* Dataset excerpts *

########################################

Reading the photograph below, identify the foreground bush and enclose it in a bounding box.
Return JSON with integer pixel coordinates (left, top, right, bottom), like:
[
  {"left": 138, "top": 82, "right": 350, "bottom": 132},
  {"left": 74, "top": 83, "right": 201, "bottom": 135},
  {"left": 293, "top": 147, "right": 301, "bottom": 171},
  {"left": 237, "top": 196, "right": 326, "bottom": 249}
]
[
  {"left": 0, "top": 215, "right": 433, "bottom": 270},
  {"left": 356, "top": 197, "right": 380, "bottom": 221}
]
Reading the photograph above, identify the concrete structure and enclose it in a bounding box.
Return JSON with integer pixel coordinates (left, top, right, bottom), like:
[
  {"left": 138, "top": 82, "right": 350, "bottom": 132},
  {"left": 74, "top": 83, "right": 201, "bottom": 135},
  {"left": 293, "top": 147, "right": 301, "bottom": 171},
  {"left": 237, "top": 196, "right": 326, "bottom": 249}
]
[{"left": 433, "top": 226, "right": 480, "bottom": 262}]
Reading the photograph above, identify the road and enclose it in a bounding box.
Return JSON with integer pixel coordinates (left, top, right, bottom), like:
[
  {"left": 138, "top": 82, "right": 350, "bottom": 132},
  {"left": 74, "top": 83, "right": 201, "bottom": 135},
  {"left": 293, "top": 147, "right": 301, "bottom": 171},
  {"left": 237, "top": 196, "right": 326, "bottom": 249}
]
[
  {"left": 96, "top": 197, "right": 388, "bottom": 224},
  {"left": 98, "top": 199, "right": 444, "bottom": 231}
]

########################################

* Your instructions *
Above are the records. Copy every line in them holding "identify".

* Result for this exercise *
Reading the photograph below, identify the foreground bush and enclose it in a bounding box.
Reading the photograph above, identify the concrete structure and enclose it in a bounding box.
Reading the photograph above, identify the road and enclose it in a bounding box.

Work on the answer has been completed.